= EJERCICIOS =
(a) Responde a estas preguntas con la información de la crónica del concierto de Sonny Rollins en el Palau:
(i) ¿Qué día de la semana actuó el saxofonista en el Palau?
(ii) ¿Cuántos años ha cumplido ya el músico?
(iii) ¿Qué palabra descarta la crónica porque "todo el tiempo del mundo, sobre todo del jazz, está en su saxo"?
(b) Prolonga con uno o dos párrafos la crónica del concierto de Sonny Rollins en el Palau a partir de su última oración.

= TEXTO FUENTE =
-- -- --

Pacto con el diablo
Cuando Sonny Rollins suena a Sonny Rollins el mundo se para a su alrededor y la historia del jazz nace, crece y evoluciona
La única reacción posible ante el concierto que Sonny Rollins ofreció el martes en el Palau es el entusiasmo. La actuación del saxofonista neoyorquino fue sobresaliente en todos los aspectos, un derroche de energía que se lo llevaba todo por delante. Y eso sin pensar que procedía de un músico que ha cumplido ya los 82 años, bajo ese prisma solo puede hablarse de milagro o, con mayor probabilidad, de pacto con el diablo, él sabrá.
Visto fríamente habrá que convenir que musicalmente nada nuevo o extraordinario aconteció esa noche en el Palau: Sonny Rollins fue igual a sí mismo, incluso demasiado igual, pero también es cierto que nadie, tenga la edad que tenga, es capaz de transmitir la fuerza y la convicción que pone en cada una de sus interpretaciones. Cuando Sonny Rollins suena a Sonny Rollins el mundo se para a su alrededor y la historia del jazz nace, crece y evoluciona con pasmosa naturalidad hacia el futuro en cada una de sus interpretaciones. Atemporal no es la palabra porque todo el tiempo del mundo, sobre todo del jazz, está en su saxo y Rollins lo doblega y lo adelanta y lo atrasa a placer: de la tradición indispensable hasta la libertad más prospectiva.

-- -- --

[Entradas del conjunto de datos]

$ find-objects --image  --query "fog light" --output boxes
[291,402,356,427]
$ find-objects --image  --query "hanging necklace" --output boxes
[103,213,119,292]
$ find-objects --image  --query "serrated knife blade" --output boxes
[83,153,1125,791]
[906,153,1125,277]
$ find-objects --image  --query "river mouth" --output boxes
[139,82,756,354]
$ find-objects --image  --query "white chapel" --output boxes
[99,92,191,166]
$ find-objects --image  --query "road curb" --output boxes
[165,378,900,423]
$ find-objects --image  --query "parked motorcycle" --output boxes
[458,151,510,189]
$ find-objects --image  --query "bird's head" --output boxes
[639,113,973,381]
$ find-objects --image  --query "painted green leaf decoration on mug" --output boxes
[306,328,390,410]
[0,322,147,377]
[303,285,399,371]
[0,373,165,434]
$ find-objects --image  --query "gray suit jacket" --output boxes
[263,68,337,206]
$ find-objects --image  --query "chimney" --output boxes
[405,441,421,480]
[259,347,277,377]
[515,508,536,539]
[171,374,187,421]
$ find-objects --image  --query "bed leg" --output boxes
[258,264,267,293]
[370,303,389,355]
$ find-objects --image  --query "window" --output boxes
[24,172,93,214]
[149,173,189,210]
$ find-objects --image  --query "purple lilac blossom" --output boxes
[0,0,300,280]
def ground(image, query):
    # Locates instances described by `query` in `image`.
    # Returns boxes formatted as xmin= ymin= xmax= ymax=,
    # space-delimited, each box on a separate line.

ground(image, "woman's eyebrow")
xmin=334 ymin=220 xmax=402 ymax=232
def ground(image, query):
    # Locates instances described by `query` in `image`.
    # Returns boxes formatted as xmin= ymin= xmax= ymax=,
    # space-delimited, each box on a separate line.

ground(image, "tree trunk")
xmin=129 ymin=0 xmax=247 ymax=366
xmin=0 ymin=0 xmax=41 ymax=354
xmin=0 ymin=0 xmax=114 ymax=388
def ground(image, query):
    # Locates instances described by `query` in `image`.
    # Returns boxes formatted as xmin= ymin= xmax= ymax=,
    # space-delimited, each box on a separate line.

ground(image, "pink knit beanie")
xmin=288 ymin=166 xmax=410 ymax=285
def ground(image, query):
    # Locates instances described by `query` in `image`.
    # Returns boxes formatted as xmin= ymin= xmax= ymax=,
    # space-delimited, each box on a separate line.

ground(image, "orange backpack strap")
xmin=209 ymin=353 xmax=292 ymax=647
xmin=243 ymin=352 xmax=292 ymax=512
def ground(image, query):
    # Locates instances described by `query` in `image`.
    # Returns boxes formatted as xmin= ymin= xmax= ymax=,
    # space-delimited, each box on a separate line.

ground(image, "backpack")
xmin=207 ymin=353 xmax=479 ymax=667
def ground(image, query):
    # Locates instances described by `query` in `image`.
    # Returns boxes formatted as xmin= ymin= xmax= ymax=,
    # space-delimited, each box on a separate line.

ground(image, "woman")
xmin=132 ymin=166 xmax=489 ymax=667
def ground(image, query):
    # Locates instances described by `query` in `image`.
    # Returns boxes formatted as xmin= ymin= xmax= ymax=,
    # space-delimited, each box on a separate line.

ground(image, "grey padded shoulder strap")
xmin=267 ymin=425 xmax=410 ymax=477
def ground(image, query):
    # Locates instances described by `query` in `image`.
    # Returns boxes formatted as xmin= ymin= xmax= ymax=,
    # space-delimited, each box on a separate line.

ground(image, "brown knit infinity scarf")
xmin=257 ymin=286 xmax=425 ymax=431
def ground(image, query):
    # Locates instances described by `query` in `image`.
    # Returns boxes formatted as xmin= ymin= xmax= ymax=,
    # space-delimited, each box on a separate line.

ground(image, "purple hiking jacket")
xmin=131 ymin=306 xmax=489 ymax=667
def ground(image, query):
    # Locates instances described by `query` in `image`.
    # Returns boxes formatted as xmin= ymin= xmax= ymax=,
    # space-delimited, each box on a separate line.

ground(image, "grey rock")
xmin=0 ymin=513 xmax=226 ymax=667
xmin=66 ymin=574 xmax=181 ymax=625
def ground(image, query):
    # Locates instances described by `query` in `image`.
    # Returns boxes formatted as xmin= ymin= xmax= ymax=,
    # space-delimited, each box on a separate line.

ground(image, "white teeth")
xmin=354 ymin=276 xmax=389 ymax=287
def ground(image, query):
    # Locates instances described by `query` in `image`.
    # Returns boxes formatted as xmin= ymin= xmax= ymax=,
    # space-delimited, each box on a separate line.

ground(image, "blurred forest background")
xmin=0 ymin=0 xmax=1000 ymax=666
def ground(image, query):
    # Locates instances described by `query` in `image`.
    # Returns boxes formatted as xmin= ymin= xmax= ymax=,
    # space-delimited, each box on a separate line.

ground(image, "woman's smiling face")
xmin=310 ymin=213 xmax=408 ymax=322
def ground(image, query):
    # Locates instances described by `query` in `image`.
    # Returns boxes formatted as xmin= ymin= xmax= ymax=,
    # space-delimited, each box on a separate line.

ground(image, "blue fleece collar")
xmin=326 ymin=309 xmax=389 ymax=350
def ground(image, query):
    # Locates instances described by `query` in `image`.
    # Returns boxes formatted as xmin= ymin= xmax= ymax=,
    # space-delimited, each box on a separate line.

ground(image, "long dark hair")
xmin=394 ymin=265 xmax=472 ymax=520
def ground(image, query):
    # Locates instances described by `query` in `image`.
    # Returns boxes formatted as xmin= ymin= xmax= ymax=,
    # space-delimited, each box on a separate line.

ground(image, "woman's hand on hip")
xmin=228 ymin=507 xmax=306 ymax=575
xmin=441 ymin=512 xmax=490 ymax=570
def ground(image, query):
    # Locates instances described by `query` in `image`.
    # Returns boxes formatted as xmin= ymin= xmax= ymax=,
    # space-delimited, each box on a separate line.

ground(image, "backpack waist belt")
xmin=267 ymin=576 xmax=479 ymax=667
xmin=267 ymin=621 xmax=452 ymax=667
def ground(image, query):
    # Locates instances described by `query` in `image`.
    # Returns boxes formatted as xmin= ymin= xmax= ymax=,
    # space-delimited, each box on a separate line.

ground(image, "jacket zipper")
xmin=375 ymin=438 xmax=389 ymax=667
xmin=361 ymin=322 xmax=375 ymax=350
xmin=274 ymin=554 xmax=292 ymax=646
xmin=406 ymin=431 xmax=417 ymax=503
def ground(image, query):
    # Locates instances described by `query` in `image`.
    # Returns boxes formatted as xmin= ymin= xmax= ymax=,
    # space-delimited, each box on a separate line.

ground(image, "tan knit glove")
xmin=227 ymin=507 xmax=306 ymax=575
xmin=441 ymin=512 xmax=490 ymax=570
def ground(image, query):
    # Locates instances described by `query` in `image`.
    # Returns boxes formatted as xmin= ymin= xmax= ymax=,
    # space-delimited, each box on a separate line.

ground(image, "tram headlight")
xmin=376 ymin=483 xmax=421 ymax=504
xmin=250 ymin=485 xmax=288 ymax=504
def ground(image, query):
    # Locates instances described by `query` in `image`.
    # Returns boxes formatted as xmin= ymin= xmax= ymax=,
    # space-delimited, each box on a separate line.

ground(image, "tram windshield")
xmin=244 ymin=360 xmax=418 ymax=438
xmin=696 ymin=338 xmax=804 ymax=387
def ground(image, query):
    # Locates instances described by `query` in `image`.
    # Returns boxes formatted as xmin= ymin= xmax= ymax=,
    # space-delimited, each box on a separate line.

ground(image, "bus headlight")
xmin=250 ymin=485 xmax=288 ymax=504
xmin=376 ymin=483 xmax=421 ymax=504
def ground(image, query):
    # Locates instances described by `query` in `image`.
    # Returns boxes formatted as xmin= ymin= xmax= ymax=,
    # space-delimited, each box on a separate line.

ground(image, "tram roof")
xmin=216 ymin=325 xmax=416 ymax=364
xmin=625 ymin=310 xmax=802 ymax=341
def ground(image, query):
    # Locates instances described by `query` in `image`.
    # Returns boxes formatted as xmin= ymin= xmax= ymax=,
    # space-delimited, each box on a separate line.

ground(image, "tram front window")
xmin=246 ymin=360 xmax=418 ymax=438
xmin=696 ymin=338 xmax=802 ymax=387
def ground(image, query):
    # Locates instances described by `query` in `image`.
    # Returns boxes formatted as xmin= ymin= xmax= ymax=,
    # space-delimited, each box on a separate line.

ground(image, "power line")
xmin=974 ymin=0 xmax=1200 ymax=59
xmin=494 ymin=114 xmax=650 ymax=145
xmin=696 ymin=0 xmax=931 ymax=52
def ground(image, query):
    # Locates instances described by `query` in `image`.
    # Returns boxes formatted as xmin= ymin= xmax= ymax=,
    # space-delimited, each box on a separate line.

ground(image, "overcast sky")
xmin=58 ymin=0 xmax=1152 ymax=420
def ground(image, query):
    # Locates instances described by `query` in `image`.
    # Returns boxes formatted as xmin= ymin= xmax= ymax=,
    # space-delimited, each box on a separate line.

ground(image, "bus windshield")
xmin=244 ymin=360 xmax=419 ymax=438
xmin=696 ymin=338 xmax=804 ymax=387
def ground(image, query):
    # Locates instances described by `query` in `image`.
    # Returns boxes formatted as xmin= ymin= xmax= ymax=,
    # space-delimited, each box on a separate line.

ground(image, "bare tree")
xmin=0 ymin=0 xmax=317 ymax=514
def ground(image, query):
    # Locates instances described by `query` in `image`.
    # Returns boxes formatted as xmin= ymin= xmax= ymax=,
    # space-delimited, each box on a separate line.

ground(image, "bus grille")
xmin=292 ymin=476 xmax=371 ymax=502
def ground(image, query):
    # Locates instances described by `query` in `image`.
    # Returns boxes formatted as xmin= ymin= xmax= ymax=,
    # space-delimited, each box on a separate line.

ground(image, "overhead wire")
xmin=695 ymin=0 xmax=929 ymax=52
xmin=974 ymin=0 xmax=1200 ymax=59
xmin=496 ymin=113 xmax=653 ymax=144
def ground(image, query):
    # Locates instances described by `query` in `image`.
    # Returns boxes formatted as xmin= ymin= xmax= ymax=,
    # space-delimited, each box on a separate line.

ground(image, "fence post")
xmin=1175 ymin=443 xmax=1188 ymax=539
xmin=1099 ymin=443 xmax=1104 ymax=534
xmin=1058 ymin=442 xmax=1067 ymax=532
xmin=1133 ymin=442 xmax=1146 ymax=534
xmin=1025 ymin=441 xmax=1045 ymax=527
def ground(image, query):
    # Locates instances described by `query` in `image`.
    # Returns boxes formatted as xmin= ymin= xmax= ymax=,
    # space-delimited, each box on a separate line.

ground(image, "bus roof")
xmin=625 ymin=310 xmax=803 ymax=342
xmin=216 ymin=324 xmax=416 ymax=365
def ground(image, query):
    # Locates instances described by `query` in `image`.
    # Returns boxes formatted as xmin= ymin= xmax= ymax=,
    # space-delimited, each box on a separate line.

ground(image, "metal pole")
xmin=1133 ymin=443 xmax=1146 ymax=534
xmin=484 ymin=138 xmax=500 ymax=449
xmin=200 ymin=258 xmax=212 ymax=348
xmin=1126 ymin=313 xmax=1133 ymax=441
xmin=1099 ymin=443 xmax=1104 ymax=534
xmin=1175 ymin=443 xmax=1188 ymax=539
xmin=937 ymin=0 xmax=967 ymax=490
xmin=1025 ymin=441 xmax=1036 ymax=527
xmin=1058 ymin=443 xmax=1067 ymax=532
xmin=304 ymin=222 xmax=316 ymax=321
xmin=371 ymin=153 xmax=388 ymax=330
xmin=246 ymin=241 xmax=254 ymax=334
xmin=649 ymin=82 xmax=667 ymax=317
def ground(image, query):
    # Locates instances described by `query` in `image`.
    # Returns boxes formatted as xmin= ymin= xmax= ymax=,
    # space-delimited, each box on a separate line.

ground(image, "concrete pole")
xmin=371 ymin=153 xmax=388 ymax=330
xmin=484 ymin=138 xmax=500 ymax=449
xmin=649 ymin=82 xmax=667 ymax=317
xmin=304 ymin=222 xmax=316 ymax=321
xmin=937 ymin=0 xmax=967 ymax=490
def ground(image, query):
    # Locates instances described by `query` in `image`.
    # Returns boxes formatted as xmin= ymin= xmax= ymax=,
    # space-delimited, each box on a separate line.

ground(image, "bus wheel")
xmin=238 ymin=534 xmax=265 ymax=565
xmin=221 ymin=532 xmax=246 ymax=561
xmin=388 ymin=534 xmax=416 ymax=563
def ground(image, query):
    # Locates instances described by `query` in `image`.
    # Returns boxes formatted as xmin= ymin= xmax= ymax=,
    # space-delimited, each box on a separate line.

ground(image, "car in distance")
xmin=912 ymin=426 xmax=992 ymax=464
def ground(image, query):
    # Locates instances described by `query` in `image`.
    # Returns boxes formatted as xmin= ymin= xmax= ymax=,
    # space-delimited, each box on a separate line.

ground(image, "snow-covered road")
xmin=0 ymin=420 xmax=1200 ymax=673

-- -- --

= RESPUESTAS =
(a)
(i) El martes.
(ii) 82 años.
(iii) Atemporal.

(b)
Con el pelo encrespado y la mirada iluminada, totalmente encorvado, con el saxo tenor casi rozando por momentos el suelo, y sus dedos mostrando una agilidad que desafiaba todas las leyes de la medicina, Sonny Rollins sopló como un poseso durante más de cien minutos apabullando a todos los presentes, incluidos sus músicos que quedaron de inmediato relegados a segundo plano. Y no es que se tratase de un banda insolvente, todo lo contrario, pero la fuerza del líder marcaba hasta los pocos solos que realizó cada uno de sus integrantes.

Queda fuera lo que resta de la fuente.